• [Exercise]:
The response must contain each line of the material that holds "background".

• [Data listing]:
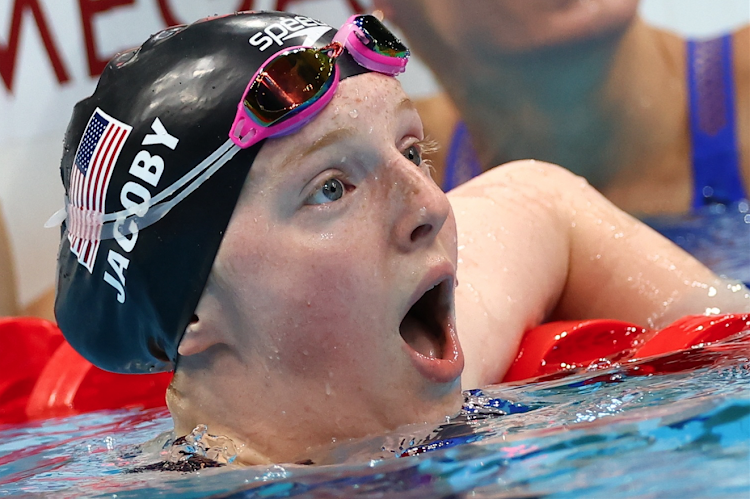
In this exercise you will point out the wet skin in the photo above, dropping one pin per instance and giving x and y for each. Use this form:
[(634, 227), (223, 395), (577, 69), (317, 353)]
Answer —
[(338, 232), (329, 311)]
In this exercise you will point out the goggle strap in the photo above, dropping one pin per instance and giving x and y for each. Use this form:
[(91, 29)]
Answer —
[(117, 224)]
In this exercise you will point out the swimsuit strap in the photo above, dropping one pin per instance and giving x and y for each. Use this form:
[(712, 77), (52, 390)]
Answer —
[(715, 152), (462, 163)]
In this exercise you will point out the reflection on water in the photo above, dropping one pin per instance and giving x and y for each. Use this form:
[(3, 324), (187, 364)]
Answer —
[(670, 426), (719, 236)]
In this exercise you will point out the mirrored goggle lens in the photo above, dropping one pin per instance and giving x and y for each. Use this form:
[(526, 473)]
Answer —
[(379, 38), (287, 82)]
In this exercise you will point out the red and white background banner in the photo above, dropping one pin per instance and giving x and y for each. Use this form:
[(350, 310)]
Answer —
[(52, 51)]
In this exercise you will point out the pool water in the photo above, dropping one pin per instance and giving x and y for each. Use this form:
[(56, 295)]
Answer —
[(670, 426), (719, 236)]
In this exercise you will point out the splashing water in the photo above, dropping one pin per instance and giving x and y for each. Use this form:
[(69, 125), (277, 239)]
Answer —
[(670, 426)]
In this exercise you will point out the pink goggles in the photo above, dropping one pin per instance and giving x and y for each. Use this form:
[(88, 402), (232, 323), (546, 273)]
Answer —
[(295, 84)]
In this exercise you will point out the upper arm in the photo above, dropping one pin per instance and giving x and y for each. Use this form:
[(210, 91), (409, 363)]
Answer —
[(538, 243)]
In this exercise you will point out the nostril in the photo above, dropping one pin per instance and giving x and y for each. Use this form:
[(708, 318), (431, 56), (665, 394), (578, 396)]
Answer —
[(420, 232)]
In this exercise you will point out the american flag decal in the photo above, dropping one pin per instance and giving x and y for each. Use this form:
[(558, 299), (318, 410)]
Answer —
[(94, 163)]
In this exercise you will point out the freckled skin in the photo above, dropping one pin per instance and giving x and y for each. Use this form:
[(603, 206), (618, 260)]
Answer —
[(310, 348), (297, 339)]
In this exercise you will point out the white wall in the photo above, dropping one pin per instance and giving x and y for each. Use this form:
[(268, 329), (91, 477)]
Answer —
[(34, 115)]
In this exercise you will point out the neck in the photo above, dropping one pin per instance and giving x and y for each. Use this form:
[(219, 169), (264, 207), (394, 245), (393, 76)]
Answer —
[(585, 105)]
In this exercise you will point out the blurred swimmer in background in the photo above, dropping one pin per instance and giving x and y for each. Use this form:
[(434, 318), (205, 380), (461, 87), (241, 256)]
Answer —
[(656, 123), (8, 298), (268, 228)]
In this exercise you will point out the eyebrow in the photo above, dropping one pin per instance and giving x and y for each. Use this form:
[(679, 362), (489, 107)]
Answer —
[(340, 134), (326, 140)]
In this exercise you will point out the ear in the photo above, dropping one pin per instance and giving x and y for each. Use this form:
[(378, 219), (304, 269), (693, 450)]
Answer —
[(198, 337)]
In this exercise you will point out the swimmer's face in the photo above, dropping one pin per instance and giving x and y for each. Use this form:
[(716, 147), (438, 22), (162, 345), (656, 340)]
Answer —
[(337, 270), (485, 26)]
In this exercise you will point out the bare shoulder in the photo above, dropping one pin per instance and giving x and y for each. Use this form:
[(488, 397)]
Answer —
[(524, 177), (513, 260)]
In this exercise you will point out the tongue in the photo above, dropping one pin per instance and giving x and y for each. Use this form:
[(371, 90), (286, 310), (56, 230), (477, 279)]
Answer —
[(419, 338)]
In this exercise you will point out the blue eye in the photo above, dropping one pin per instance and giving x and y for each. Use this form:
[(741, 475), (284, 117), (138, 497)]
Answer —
[(331, 190), (413, 154)]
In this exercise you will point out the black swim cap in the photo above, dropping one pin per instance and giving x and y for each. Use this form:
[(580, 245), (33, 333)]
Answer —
[(158, 120)]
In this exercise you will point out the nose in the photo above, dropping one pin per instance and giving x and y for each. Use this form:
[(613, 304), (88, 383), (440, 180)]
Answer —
[(420, 206)]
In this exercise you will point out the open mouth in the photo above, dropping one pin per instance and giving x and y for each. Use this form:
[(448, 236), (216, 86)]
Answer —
[(423, 327)]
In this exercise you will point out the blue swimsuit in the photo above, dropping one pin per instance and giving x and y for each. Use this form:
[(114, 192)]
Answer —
[(715, 151)]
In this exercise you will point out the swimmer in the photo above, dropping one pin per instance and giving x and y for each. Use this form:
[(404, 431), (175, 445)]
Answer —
[(657, 123), (317, 285)]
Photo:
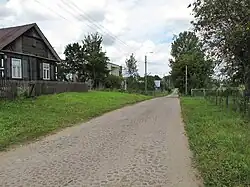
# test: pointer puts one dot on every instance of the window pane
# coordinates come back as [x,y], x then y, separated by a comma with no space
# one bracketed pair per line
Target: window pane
[47,74]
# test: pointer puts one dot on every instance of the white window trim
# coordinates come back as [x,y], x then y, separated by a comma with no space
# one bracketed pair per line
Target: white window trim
[20,62]
[46,67]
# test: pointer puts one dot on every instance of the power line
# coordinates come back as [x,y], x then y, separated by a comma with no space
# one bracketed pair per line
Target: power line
[93,21]
[66,18]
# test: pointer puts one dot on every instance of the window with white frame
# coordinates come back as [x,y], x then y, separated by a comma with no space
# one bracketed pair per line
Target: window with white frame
[46,71]
[16,68]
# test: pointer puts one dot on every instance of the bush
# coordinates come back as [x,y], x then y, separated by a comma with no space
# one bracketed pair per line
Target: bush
[113,82]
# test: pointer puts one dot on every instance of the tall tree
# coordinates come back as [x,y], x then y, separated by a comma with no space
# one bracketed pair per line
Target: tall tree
[225,29]
[96,59]
[86,61]
[131,65]
[187,51]
[73,61]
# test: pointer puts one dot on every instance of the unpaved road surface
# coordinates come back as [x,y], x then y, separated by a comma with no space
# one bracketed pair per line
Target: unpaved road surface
[140,145]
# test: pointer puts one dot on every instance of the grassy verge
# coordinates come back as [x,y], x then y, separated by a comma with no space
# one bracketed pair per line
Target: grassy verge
[24,120]
[220,141]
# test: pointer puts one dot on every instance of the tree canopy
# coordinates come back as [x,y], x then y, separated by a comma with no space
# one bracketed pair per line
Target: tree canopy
[131,66]
[86,61]
[187,50]
[225,29]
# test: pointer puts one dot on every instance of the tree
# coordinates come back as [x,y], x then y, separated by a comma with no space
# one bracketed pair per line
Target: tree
[113,82]
[225,29]
[187,51]
[96,59]
[131,65]
[86,61]
[73,62]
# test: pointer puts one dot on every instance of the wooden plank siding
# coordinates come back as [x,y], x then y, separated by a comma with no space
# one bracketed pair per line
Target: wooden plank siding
[33,52]
[32,68]
[11,89]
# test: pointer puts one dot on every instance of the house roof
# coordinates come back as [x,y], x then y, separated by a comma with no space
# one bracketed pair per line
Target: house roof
[8,35]
[114,64]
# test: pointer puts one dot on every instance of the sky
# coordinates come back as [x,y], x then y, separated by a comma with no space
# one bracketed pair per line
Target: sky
[127,26]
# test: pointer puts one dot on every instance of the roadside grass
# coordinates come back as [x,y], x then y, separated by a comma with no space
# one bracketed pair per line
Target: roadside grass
[220,141]
[23,120]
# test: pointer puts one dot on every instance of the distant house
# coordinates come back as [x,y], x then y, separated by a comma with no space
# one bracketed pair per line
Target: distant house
[114,69]
[26,54]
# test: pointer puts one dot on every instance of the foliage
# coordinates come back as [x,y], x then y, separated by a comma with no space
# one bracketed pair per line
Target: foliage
[187,51]
[96,59]
[138,83]
[131,66]
[86,61]
[19,124]
[220,143]
[113,82]
[225,29]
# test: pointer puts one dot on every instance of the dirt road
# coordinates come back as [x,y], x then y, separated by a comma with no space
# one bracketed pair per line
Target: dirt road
[140,145]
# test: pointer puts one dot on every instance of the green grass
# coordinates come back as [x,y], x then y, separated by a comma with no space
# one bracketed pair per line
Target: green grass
[220,141]
[24,120]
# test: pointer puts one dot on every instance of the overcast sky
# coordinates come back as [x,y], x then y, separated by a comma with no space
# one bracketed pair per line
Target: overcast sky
[127,26]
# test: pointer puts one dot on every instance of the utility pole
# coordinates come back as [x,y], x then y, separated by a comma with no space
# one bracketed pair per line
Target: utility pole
[186,80]
[146,86]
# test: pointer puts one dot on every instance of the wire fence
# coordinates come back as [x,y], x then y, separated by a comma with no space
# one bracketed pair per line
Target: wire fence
[12,89]
[228,98]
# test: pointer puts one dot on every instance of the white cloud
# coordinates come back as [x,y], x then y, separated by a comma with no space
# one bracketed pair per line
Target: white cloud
[137,26]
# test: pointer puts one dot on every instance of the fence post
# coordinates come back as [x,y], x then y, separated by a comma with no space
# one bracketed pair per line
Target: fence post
[216,98]
[227,101]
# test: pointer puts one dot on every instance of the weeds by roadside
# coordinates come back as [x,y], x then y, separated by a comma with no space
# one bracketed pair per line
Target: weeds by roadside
[220,141]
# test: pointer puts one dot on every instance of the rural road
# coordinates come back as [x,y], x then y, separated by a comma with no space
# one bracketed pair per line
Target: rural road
[140,145]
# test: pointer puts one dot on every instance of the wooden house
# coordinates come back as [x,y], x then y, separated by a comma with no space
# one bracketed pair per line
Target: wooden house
[26,54]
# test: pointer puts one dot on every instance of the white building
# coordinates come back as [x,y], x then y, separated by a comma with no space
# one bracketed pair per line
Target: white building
[114,69]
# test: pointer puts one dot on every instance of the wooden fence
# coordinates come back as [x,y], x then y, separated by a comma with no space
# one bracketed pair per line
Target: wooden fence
[11,89]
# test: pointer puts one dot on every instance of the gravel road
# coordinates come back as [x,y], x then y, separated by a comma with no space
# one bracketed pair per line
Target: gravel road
[140,145]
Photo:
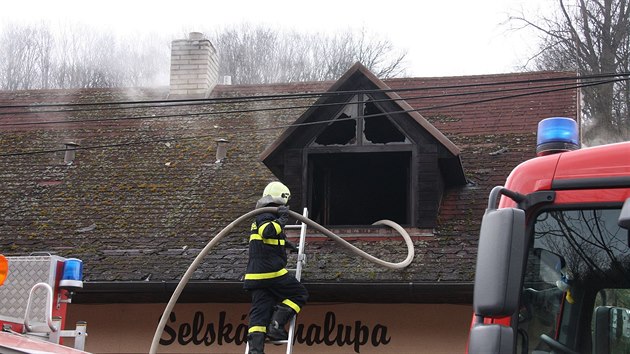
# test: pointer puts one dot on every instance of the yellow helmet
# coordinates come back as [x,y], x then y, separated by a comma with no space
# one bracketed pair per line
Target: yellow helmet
[274,193]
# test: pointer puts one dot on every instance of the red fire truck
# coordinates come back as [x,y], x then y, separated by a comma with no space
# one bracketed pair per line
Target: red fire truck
[553,266]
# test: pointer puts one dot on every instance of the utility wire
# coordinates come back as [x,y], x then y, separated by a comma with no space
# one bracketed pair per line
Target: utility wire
[237,130]
[252,110]
[178,102]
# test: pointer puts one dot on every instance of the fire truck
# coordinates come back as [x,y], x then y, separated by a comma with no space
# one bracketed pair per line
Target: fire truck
[553,266]
[34,294]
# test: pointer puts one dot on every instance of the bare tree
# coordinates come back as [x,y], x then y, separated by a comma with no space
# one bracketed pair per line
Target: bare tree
[24,56]
[253,55]
[77,56]
[591,37]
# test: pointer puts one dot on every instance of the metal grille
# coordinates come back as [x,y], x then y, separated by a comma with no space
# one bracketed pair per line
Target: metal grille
[24,272]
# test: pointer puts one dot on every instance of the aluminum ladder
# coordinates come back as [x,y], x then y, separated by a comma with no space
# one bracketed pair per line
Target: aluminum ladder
[301,261]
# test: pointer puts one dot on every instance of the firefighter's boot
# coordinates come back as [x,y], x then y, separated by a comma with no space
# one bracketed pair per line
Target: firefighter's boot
[280,317]
[256,342]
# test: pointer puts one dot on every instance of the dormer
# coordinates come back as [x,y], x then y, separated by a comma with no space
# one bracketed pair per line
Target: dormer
[371,157]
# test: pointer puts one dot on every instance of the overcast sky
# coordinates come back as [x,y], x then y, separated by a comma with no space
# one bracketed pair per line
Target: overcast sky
[442,37]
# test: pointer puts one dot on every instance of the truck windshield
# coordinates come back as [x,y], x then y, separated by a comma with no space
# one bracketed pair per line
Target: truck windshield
[574,298]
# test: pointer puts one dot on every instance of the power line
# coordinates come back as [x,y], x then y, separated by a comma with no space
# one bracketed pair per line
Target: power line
[163,140]
[253,110]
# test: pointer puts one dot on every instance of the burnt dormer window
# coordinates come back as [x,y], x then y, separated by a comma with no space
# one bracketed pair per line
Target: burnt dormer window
[363,154]
[359,168]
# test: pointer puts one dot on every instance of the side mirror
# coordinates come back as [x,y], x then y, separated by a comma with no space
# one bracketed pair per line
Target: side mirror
[500,262]
[624,217]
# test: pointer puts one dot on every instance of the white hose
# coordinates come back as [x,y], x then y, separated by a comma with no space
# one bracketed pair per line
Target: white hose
[193,266]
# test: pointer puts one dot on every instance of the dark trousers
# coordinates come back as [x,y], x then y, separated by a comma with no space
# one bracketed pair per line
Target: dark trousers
[264,299]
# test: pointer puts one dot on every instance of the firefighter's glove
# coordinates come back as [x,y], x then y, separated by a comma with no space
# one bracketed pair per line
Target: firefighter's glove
[291,246]
[283,215]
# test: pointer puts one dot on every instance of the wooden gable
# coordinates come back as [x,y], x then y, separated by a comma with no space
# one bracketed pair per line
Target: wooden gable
[369,149]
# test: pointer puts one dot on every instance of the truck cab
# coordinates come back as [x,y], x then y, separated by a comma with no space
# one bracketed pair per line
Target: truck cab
[553,267]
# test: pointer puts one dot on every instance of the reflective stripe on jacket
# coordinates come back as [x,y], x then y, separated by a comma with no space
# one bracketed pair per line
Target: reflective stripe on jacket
[267,255]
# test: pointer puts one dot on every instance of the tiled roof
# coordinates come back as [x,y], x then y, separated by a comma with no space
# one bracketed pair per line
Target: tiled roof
[142,211]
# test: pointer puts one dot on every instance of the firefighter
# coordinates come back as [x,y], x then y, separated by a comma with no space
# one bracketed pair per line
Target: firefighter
[276,295]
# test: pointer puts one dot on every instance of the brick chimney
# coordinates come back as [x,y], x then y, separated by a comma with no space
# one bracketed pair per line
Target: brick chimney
[194,67]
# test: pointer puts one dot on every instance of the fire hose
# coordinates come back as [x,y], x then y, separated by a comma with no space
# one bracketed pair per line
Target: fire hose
[193,266]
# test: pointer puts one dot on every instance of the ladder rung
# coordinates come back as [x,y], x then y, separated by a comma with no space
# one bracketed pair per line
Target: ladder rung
[279,342]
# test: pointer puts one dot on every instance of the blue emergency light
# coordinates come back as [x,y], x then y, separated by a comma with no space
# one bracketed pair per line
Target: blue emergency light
[72,276]
[557,134]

• [Solution]:
In this exercise you will point out the red and white background banner in the photo above, dropping one pin per instance and giving x and y for each. Use this form:
In this exercise you will point out the blurred swimmer in background in the photo above, dropping one pin per instance and giving x and y for each. Use this form:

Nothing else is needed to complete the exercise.